* [Extracted entries]
--- Start ---

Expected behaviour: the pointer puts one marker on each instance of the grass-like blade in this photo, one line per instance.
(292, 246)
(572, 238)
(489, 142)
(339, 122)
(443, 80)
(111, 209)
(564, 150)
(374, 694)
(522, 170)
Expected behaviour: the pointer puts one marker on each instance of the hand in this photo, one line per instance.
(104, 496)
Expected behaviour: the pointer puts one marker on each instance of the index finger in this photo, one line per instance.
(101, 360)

--- End ---

Return every line of the listing above verbatim, with nothing added, dropped, or reordered.

Expected behaviour: the pointer puts one marker on each instance of the grass-like blade in this photo, one line per instance.
(292, 246)
(572, 238)
(489, 142)
(339, 122)
(443, 80)
(111, 209)
(564, 150)
(374, 694)
(522, 170)
Expected behaviour: the pointer puts one marker on each instance of the hand in this photo, one line per instance.
(104, 496)
Expected behaviour: the pointer puts one marker on each instance of the index finger in this photo, one line per instance.
(101, 360)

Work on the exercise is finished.